**Objective 1**
Answer these questions about the text on the album From the Word Go:
(a) Who produced the album?
(b) On which label was the album originally to be released?
(c) At which studio was the album recorded?

======== Text provided ========

Studio album by Alien Crime Syndicate
- Released: Jul 18, 2000
- Recorded: 1998 at Grandmaster Studio, Hollywood, California
- Genre: Alternative rock, indie rock, pop punk
- Label: Will Records
- Producer: Gil Norton

Alien Crime Syndicate chronology
| Dust to Dirt (2000) | From the Word Go (2000) | XL from Coast to Coast (2002) |

= From the Word Go =

From the Word Go is the second album by alternative rock group Alien Crime Syndicate released in 2000 through Collective Fruit. Recorded nearly two years before debut Dust to Dirt but released months after and produced by Gil Norton. Originally the album was to be released on Revolution Records, a subsidiary of Giant Records, however after recording had finished, the record label folded and ACS lost the rights to their album. The rights were later bought by Will Records who released the album in July 2000.

========

**Objective 2**
Which lines of the records contain the string "groom"? Report each such line in full.

======== Data entries ========

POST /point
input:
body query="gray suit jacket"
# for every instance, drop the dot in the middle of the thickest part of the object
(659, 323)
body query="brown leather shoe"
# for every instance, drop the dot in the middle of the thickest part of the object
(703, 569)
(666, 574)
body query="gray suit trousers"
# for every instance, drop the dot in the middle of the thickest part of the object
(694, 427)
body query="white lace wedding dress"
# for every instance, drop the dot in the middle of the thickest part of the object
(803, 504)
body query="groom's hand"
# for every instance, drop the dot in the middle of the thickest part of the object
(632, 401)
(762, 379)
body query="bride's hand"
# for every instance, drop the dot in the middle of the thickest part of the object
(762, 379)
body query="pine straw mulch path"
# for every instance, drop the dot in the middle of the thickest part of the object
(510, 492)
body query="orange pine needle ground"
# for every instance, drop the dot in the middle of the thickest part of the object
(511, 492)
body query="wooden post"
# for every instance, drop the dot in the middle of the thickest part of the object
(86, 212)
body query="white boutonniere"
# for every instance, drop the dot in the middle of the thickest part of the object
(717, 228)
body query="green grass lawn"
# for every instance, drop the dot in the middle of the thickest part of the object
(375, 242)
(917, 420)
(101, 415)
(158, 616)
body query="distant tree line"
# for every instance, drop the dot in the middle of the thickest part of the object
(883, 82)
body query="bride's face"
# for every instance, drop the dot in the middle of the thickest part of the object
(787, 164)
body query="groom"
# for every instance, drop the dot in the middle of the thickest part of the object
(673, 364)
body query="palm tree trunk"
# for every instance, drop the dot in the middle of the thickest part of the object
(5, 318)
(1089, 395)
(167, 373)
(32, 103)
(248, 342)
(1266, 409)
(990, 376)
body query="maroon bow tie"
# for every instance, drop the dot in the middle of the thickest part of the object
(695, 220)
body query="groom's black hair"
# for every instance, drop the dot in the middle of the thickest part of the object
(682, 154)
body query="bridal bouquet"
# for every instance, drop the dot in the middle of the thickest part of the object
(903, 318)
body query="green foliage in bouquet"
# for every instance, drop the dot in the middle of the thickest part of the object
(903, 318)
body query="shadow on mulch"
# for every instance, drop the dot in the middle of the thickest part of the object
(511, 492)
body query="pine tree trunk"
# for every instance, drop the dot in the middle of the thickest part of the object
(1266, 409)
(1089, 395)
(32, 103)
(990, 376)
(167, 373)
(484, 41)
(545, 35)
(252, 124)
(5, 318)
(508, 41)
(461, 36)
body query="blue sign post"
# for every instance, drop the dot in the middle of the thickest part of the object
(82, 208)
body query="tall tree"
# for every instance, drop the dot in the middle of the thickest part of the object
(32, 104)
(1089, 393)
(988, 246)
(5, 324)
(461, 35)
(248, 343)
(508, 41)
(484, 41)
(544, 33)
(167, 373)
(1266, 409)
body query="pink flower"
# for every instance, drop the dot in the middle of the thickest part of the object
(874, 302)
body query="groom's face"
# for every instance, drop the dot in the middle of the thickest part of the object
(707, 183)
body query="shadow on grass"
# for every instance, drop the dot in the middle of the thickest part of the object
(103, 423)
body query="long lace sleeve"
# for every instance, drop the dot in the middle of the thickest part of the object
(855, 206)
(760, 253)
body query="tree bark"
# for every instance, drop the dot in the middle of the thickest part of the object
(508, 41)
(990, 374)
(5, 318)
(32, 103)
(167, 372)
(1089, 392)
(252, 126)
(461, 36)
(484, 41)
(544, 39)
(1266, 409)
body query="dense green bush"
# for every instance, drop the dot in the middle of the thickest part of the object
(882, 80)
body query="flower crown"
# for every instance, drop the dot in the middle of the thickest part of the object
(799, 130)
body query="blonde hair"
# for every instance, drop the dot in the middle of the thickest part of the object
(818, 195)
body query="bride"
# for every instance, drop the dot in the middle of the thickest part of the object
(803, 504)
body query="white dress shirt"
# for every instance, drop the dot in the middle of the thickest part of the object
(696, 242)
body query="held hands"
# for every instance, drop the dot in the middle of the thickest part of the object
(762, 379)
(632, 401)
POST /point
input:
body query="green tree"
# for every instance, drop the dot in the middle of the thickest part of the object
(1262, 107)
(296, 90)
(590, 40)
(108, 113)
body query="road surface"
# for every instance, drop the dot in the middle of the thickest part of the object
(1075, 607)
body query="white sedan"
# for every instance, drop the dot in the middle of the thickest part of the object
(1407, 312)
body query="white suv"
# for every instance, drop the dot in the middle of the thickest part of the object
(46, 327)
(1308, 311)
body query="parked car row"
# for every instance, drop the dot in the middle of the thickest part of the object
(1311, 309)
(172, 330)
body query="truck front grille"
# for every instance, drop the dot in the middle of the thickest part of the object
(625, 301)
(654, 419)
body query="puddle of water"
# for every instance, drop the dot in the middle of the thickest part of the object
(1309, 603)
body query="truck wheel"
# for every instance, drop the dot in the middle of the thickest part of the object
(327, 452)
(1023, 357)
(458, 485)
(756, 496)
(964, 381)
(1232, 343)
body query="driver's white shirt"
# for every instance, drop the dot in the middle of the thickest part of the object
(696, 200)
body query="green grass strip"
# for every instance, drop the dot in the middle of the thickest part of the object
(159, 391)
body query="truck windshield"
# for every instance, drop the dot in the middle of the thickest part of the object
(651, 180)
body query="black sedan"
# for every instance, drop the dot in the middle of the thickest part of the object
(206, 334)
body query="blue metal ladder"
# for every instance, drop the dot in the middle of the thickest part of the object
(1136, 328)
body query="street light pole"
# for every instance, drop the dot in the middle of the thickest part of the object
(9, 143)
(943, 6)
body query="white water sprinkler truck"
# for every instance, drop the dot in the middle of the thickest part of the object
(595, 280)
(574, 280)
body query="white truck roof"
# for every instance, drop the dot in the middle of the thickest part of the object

========

**Complete answer 1**
(a) Gil Norton
(b) Revolution Records
(c) Grandmaster Studio in Hollywood, California

**Complete answer 2**
body query="groom's hand"
body query="groom"
body query="groom's black hair"
body query="groom's face"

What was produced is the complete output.